◆ SOURCE MATERIAL
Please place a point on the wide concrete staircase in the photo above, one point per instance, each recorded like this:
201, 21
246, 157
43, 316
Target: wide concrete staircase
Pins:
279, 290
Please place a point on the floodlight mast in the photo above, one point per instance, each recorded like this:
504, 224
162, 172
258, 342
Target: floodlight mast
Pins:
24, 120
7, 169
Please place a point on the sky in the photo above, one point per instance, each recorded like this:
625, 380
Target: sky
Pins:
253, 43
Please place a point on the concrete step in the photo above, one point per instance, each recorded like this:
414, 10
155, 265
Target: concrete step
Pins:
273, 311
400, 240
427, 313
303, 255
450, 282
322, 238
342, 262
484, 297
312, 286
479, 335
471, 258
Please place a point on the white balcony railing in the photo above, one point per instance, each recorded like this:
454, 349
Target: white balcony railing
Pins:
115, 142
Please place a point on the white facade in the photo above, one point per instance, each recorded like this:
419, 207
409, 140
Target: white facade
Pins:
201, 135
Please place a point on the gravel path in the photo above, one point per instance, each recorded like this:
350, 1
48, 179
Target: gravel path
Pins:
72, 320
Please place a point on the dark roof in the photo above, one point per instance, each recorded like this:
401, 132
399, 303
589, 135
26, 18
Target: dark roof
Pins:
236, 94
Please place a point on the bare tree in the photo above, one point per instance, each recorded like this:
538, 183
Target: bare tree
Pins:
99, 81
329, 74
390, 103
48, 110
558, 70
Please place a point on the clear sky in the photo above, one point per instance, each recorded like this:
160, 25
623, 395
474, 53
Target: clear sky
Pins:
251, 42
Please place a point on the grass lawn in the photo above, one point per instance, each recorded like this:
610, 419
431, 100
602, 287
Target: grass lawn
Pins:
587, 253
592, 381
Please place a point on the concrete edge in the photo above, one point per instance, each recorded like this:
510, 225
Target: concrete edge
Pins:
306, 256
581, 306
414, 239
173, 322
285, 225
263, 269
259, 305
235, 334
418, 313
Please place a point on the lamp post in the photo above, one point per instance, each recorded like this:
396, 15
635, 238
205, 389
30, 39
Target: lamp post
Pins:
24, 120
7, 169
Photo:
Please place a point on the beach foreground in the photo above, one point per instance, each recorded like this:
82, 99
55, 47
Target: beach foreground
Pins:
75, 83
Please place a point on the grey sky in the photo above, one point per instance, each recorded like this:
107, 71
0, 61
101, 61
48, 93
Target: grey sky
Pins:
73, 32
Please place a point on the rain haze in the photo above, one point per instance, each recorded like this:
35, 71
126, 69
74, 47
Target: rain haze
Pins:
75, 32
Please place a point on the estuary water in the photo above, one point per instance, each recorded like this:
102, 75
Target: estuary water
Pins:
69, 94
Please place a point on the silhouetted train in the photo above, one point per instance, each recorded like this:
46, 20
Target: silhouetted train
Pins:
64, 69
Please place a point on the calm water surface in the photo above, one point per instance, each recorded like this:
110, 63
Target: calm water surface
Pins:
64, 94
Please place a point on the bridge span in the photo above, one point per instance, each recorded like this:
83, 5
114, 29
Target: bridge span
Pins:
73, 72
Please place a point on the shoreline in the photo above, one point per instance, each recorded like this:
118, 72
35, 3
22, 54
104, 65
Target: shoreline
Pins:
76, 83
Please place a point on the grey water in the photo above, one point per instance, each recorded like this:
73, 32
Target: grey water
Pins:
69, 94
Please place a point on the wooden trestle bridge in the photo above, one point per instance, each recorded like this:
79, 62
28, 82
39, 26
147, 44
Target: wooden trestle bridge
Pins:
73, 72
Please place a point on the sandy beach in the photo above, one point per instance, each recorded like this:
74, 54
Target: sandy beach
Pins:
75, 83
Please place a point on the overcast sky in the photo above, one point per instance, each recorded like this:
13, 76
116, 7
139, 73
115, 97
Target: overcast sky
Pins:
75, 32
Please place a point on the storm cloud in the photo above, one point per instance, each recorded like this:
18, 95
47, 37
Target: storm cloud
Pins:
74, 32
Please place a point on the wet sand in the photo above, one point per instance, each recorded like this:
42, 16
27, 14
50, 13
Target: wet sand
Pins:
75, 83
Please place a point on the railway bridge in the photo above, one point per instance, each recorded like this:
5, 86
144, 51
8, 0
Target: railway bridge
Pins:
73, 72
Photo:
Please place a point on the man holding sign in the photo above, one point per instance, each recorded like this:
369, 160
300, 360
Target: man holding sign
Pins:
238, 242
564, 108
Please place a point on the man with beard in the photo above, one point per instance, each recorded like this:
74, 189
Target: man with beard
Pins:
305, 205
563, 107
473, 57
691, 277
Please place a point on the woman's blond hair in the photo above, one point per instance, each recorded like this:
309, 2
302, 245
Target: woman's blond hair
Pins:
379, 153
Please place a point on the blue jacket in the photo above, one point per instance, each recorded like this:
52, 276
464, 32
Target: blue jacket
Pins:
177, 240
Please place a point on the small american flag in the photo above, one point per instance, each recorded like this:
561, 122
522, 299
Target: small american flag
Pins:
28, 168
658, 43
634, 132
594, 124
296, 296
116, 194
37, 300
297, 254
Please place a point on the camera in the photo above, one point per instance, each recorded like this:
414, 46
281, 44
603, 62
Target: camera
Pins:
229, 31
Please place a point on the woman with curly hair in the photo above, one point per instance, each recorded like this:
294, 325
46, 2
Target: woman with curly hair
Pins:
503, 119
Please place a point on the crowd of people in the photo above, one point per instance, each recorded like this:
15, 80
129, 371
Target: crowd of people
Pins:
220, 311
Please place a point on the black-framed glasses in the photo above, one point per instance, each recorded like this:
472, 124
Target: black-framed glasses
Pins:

◆ WHAT TO WORK ON
Each record is to be given again in full, exactly as it reads.

◆ RESPONSE TO THE EXERCISE
Please place a point on the wide concrete staircase in the photo above, one point per instance, each recorded like this:
201, 21
246, 157
43, 316
Target: wide concrete staircase
Pins:
279, 290
Please place a point on the floodlight mast in the photo above, one point per instance, each recorded like this:
504, 224
162, 172
258, 342
Target: floodlight mast
Pins:
24, 120
7, 169
Please place a point on the sky in the photo above, one point per instance, each recorded like this:
625, 380
Target: sky
Pins:
253, 43
Please place a point on the concrete step in the photo above, one point per instance, each recorded like this:
414, 10
155, 265
Target: concrete step
Pins:
273, 311
400, 240
427, 313
303, 255
450, 282
322, 238
342, 262
484, 297
312, 286
479, 335
471, 258
Please place a point on the white balcony railing in the photo above, one point per instance, each recorded like this:
454, 349
Target: white balcony railing
Pins:
115, 142
Please place a point on the white facade in the photo above, one point per instance, each recorded like this:
419, 207
409, 140
Target: white facade
Pins:
201, 135
Please place a point on the gravel path in the photo above, one point per instance, each recorded like this:
350, 1
48, 179
Target: gravel path
Pins:
72, 320
Please place a point on the dark roof in the photo above, one point per instance, each recorded like this:
401, 132
399, 303
589, 135
26, 18
Target: dark roof
Pins:
236, 94
Please place a point on the bare tree in the photo above, one point per instance, each recorded like this:
538, 183
Target: bare tree
Pins:
99, 81
329, 74
390, 103
48, 110
558, 70
Please place a point on the clear sky in the photo above, one point per instance, each recorded like this:
160, 25
623, 395
474, 53
Target: clear sky
Pins:
251, 42
Please place a point on the grass lawn in the photo above, one point per instance, each recorded like this:
610, 419
431, 100
602, 287
Target: grass lawn
Pins:
587, 253
592, 381
Please place a point on the concrete edge in the photo above, one point per instance, each recorded like this:
510, 225
Target: concrete edge
Pins:
306, 256
581, 306
414, 239
173, 322
285, 225
263, 269
259, 305
235, 334
418, 313
Please place a point on the lamp post in the photo above, one point per instance, each recorded like this:
396, 15
635, 238
205, 389
30, 39
Target: lamp post
Pins:
24, 120
7, 169
Photo:
Please place a point on the beach foreground in the photo above, one point per instance, each recorded like this:
82, 99
55, 47
Target: beach foreground
Pins:
75, 83
Please place a point on the grey sky in the photo above, one point per instance, each recorded like this:
107, 71
0, 61
101, 61
48, 93
Target: grey sky
Pins:
73, 32
Please place a point on the rain haze in the photo above, one point per instance, each recorded like this:
35, 71
126, 69
74, 47
Target: rain haze
Pins:
75, 32
Please place a point on the estuary water in the photo above, one point per instance, each recorded like this:
102, 75
Target: estuary water
Pins:
69, 94
Please place a point on the silhouetted train in the photo above, one point per instance, each recorded like this:
46, 20
Target: silhouetted train
Pins:
64, 69
Please place a point on the calm water surface in the photo above, one point per instance, each recorded like this:
110, 63
Target: calm water surface
Pins:
64, 94
Please place a point on the bridge span in the photo above, one point per instance, each recorded like this:
83, 5
114, 29
Target: bridge span
Pins:
73, 72
Please place a point on the shoreline in the photo above, one point per instance, each recorded like this:
118, 72
35, 3
22, 54
104, 65
Target: shoreline
Pins:
76, 83
Please place a point on the grey water in the photo above, one point per instance, each recorded like this:
73, 32
Target: grey water
Pins:
69, 94
Please place a point on the wooden trestle bridge in the photo above, one point per instance, each recorded like this:
79, 62
28, 82
39, 26
147, 44
Target: wooden trestle bridge
Pins:
73, 72
Please place a point on the sandy beach in the photo above, one point per instance, each recorded like this:
74, 54
Target: sandy beach
Pins:
75, 83
Please place a point on the overcast sky in the photo above, one point per instance, each recorded like this:
13, 76
116, 7
139, 73
115, 97
Target: overcast sky
Pins:
75, 32
Please place a point on the storm cloud in the photo above, one point per instance, each recorded like this:
18, 95
47, 37
Target: storm cloud
Pins:
74, 32
Please place a point on the wet sand in the photo above, one point per instance, each recorded like this:
42, 16
27, 14
50, 13
Target: wet sand
Pins:
75, 83
Please place a point on the railway bridge in the photo above, one point per instance, each recorded like this:
5, 86
144, 51
8, 0
Target: railway bridge
Pins:
73, 72
Photo:
Please place a point on the man holding sign in the photo above, one point per instance, each recorded like this:
369, 160
300, 360
Target: man holding sign
Pins:
238, 242
564, 108
Please place a point on the man with beard in the photo above, one point per instance, each recorded like this:
74, 189
Target: man with beard
Pins:
305, 205
563, 107
473, 57
691, 277
Please place a point on the woman's blond hair in the photo above, one point per instance, each recorded like this:
309, 2
302, 245
Target: woman's blond hair
Pins:
379, 153
Please place a point on the blue jacket in the photo above, one point per instance, each recorded like this:
52, 276
464, 32
Target: blue jacket
Pins:
177, 240
Please place a point on the small american flag in the photo above, one point per instance, each recorded like this:
561, 122
522, 299
Target: small american flag
Pins:
28, 168
658, 43
634, 132
594, 124
296, 296
116, 194
37, 300
297, 254
Please place a point on the camera in the photo above, one point per instance, each recorded like this:
414, 46
281, 44
603, 62
Target: camera
Pins:
229, 31
Please place a point on the woman with curly hair in the photo above, one point per instance, each recorded like this:
294, 325
46, 2
Target: woman with curly hair
Pins:
503, 119
Please place a point on the crowd of people in the photo above, one point per instance, each recorded like this:
15, 80
129, 371
Target: crowd of people
Pins:
220, 311
Please place a point on the black-framed glasses in the photo above, one point per instance, each recorded like this:
472, 124
Target: black-framed glasses
Pins:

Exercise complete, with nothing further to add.